::: Stored data

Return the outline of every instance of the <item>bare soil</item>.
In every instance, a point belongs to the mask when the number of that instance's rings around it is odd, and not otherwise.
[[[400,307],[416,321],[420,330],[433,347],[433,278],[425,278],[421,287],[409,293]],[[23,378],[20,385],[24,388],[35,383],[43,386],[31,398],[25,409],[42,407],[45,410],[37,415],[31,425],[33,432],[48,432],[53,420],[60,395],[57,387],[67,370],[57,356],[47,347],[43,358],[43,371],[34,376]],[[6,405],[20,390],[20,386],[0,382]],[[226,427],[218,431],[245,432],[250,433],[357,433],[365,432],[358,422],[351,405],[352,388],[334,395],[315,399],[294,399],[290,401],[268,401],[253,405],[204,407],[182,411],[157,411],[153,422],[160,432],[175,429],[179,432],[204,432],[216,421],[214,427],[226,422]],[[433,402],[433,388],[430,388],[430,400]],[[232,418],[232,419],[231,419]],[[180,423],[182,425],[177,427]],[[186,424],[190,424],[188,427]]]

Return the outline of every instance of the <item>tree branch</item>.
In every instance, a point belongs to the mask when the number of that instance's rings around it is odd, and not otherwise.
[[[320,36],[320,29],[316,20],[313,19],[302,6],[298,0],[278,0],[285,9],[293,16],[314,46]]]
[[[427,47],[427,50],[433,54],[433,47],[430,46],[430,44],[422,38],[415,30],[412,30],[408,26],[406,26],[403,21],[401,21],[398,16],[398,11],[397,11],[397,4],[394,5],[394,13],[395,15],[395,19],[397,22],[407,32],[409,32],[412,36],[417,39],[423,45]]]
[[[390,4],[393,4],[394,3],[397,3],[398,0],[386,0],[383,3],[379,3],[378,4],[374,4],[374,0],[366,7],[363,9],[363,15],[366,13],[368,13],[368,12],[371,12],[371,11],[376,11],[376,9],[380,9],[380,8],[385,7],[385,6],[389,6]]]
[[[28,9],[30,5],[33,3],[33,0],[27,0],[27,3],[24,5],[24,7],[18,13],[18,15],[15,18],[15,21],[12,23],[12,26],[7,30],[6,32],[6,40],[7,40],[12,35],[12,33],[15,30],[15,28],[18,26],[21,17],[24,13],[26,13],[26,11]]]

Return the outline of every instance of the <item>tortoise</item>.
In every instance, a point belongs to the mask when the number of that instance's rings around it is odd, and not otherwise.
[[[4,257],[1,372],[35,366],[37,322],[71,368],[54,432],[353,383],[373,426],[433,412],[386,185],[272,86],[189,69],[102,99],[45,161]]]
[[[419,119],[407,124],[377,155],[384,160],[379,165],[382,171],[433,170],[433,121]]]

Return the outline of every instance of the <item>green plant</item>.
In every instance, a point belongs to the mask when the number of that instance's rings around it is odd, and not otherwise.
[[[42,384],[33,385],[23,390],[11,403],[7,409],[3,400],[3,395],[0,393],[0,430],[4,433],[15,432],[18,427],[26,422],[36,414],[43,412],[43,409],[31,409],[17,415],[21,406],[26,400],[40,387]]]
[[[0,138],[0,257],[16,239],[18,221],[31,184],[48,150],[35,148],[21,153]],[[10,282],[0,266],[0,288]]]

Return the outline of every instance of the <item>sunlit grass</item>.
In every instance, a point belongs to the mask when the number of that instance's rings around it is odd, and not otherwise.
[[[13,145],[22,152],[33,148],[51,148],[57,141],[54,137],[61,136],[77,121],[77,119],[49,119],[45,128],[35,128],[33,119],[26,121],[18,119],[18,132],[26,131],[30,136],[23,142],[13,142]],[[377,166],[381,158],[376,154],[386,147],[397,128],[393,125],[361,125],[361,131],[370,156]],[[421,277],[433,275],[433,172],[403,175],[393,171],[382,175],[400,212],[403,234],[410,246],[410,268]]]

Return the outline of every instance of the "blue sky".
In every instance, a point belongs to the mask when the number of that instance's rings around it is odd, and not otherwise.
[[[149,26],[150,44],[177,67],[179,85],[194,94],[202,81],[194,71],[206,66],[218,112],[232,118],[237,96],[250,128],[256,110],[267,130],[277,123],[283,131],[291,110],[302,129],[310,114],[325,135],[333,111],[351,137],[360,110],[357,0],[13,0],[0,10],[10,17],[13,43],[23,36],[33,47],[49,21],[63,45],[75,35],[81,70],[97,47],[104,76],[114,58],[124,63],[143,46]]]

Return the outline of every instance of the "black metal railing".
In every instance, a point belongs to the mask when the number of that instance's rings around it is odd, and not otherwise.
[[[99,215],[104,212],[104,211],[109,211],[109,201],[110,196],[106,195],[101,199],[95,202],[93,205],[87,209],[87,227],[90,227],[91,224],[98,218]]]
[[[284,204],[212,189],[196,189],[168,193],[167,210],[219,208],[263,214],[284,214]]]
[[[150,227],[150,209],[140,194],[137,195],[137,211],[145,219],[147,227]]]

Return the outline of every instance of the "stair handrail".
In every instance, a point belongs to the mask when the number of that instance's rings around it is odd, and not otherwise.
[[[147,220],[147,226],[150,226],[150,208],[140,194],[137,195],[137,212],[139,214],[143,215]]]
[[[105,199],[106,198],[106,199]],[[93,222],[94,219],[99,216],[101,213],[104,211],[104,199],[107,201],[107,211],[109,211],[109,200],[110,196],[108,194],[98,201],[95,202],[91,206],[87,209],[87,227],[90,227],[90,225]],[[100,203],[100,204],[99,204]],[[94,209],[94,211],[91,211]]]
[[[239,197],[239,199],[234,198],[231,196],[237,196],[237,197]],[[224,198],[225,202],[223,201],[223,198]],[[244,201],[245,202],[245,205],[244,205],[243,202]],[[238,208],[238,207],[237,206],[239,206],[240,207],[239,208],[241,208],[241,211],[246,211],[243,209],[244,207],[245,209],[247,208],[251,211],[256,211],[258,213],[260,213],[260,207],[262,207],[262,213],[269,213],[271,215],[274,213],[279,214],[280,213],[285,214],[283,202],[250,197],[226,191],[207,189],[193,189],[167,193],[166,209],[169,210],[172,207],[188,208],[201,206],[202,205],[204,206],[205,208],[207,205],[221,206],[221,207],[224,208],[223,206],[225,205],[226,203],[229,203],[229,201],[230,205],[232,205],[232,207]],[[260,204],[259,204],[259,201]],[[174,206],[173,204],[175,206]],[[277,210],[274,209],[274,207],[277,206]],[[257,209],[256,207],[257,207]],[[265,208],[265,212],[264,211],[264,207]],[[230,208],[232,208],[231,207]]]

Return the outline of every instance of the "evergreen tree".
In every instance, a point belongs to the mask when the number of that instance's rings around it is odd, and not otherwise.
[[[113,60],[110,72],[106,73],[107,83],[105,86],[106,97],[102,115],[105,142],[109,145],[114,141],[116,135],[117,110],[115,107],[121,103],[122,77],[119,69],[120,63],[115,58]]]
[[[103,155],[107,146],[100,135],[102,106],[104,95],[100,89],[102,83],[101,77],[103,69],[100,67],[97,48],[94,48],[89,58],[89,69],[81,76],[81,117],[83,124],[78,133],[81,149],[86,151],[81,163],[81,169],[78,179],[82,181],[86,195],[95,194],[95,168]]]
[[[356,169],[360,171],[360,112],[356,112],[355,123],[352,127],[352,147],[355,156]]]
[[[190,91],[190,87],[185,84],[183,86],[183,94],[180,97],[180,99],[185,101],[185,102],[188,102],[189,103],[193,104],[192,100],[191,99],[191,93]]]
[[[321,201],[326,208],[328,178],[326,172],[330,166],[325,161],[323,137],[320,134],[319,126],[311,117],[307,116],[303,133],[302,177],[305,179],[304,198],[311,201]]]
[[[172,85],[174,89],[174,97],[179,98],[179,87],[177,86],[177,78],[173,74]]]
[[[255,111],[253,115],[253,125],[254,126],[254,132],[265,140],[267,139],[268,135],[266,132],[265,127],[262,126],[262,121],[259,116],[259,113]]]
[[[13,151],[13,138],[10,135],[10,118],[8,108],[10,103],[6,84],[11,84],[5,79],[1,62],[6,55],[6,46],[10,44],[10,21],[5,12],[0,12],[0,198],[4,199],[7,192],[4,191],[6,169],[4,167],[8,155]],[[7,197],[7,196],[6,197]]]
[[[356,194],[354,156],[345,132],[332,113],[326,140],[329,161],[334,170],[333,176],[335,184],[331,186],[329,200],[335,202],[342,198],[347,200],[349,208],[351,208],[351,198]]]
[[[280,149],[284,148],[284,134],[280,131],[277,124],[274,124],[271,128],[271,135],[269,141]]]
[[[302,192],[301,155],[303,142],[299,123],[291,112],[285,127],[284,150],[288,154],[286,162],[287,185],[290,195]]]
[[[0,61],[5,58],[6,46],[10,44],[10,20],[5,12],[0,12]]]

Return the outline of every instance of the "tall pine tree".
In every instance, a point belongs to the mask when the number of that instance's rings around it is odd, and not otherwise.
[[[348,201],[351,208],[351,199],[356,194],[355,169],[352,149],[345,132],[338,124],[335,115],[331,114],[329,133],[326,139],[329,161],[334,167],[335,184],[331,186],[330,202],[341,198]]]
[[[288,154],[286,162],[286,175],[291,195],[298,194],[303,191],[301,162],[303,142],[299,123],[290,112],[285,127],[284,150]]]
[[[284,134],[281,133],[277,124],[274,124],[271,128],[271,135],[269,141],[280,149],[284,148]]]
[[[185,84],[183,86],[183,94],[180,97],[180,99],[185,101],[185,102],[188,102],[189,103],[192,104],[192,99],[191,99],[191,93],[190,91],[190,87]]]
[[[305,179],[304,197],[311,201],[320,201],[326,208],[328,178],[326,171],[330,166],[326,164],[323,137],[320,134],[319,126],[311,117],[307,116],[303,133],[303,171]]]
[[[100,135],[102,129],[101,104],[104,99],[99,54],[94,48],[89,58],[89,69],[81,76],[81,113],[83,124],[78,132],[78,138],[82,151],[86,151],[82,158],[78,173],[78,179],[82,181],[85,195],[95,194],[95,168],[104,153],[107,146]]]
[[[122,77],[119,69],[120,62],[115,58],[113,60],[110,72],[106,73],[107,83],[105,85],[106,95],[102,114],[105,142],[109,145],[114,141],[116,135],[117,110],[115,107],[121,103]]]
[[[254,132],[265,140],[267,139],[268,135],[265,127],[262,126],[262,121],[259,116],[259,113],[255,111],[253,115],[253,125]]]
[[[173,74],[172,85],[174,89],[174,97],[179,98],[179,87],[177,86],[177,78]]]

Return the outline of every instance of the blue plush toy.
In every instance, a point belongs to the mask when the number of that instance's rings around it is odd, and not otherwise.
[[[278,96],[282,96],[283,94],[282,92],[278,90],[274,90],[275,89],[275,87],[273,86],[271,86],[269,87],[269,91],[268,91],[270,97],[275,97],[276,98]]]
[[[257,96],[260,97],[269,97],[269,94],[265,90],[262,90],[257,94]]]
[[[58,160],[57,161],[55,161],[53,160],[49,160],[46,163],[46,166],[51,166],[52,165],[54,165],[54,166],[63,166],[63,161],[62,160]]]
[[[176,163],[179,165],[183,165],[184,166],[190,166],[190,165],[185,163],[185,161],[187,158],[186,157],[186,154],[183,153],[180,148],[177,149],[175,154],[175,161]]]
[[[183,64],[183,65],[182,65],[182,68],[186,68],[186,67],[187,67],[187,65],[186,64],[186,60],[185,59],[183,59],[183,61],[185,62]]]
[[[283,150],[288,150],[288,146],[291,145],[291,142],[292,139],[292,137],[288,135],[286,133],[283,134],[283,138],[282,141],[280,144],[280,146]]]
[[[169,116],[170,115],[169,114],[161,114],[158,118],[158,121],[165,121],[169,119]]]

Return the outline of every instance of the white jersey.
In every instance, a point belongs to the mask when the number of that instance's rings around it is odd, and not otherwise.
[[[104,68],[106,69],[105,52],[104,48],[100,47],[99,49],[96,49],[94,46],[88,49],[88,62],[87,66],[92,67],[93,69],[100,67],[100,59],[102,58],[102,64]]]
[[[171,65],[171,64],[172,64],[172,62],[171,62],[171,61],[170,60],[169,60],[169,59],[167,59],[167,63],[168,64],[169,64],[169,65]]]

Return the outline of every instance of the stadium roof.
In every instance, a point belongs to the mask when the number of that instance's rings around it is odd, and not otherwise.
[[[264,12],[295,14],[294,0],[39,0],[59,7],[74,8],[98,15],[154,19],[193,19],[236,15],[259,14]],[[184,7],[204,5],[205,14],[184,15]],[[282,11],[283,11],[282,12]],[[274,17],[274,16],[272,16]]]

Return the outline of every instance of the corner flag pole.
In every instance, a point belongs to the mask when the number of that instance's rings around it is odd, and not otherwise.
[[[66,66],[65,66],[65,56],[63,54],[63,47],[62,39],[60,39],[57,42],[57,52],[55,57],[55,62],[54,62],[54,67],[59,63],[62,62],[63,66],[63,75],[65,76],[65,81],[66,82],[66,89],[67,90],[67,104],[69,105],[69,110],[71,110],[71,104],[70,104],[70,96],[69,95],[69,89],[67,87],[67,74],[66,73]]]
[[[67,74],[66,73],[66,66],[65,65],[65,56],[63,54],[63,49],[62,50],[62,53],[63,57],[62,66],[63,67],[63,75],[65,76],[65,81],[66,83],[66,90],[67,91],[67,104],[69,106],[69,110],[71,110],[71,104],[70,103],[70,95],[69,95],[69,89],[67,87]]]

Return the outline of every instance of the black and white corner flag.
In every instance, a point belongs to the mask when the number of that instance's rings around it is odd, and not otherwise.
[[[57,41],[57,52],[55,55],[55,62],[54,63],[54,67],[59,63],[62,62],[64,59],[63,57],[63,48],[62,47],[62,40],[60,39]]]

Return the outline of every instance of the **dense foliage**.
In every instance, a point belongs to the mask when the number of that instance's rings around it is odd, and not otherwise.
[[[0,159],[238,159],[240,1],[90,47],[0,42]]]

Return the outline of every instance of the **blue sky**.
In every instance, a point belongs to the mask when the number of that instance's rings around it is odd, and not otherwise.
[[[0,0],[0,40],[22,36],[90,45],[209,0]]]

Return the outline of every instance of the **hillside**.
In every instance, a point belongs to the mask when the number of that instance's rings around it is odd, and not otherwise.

::::::

> [What the task asks]
Rewrite the part that opens with the line containing "Return the outline of every instance of the **blue" and continues through the end of the rows, replacing "blue sky" with "open sky" and leaving everything else unchanged.

> [Output below]
Return the outline of every instance of the **open sky**.
In every instance, a point belongs to the mask when the number of that instance's rings around it is odd, and not otherwise.
[[[0,0],[0,40],[22,36],[90,45],[209,0]]]

Return the outline of every instance of the **hillside**.
In every instance, a point belongs to the mask when the number of that instance's rings around it is odd, and not otherwise.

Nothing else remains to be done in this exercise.